Extrato do documento:
★ ★ ★ ★ ★
Mas antes sequer de falarmos sobre projetos especificamente há que esclarecer o que são smart cities porque, como lembra Massamba Thioye, "há diferentes rankings e diferentes avaliações", que têm por base diferentes critérios. Na sua opinião, a caracterização de uma smart city é muito simples: trata-se de cidades que utilizam a tecnologia digital para resolver problemas urbanos. E estes vão desde o aumentar o nível de segurança a proporcionar uma melhor qualidade de vida, sem esquecer a sustentabilidade. "Mas há muitos níveis para testar a ‘smartness’ das cidades", afirma Massamba, dando como exemplo o relatório sobre Smart Cities da Protek, que utiliza três critérios: infraestrutura tecnológica e conectividade (hotspots WiFi gratuitos, número de empresas de IoT, rede de 5G, entre outros pontos); a infraestrutura "clean", onde consta o acesso publico a carregamento de veículos elétricos, assim como o número de edifícios com certificações verdes; e ainda o mercado de trabalho de facilitadores tecnológicos. Na prática é como que uma espécie de evolução, com o primeiro critério - o da infraestrutura - a ser, normalmente por onde a cidades começam a sua jornada.
"Os três estão interligados", refere Massamba, que acrescenta que o investir na tecnologia terá impacto na sustentabilidade e no aspeto social, criando postos de trabalho. "O primeiro critério está ligado à tecnologia, o segundo ao ambiente e o terceiro ao social", afirma, acrescentando que todos estão ligados à sociedade digital.
Londres, diz o relatório, é a cidade europeia mais "smart, tendo já iniciativas nas três vertentes. Segue-se Amesterdão, Berlim, Paris e Lisboa.
★ ★ ★ ★ ★
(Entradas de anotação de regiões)
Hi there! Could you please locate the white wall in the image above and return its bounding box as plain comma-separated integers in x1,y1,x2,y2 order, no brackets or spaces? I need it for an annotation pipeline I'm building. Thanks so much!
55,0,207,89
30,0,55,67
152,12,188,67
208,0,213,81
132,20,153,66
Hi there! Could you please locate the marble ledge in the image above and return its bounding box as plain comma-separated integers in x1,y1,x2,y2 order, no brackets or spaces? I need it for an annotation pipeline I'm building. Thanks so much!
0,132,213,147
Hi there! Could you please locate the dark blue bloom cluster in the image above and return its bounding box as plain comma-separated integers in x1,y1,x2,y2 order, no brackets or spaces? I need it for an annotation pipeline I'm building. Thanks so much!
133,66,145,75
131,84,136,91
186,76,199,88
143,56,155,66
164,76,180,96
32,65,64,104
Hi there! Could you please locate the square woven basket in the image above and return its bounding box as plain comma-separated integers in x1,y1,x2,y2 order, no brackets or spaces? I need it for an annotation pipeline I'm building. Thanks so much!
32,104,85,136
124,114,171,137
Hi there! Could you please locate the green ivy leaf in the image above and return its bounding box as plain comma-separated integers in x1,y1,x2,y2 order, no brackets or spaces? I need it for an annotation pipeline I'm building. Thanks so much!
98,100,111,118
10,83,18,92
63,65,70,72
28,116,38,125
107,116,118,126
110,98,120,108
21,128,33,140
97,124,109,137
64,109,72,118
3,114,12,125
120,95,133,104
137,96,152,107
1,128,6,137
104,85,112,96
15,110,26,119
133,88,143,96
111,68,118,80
★ ★ ★ ★ ★
Tarefa escrita 1:
No texto sobre smart cities, por que razão é preciso esclarecer o que são smart cities antes de falar sobre projetos? Responda em uma a três frases.
Tarefa escrita 2:
Retome o texto sobre smart cities a partir do ponto em que ele termina.

Resultado do exercício 1:
É preciso esclarecer o conceito porque, como lembra Massamba Thioye, há diferentes rankings e diferentes avaliações. Esses rankings e avaliações têm por base critérios diferentes.

Resultado do exercício 2:
O caso de Londres é paradigmático e deve ser observado com atenção, podendo servir de exemplo. A cidade britânica distingue-se por ter investido na infraestrutura verde e nos postos de trabalho que criou à sua volta. Um exemplo: "Londres tem 346 empresas de IoT que têm a sede na capital britânica", aponta Massamba Thioye. Empresas que usam a tecnologia para "limpar" a cidade.
Significa isto que a Europa está bem encaminhada no que se refere à criação de smart cities? Nem por isso. Como aponta Massamba há apenas duas cidades europeias no top 20 mundial - o ranking é liderado por Singapura.
Lisboa com poucas empresas tech
Nos últimos anos a capital portuguesa tem apostado numa transformação do seu espaço. Em 2020 foi Capital Verde Europeia, Carlos Moedas tem, de forma reiterada, anunciado que quer que Lisboa seja uma fábrica de unicórnios... mas e quanto a resultados concretos? Para Massamba o défice da capital portuguesa reside no seu impacto social. No número existente de startups relacionadas com a sociedade digital. A resposta talvez esteja na estratégia até aqui seguida pelo país no sentido de ter vários polos espalhados pelo território em vez de apenas alguns. O que por um lado é bom porque leva inovação a várias partes do país e ajuda a, nalguns casos, combater a desertificação, mas, no caso deste tipo de rankings, acaba por ser uma desvantagem.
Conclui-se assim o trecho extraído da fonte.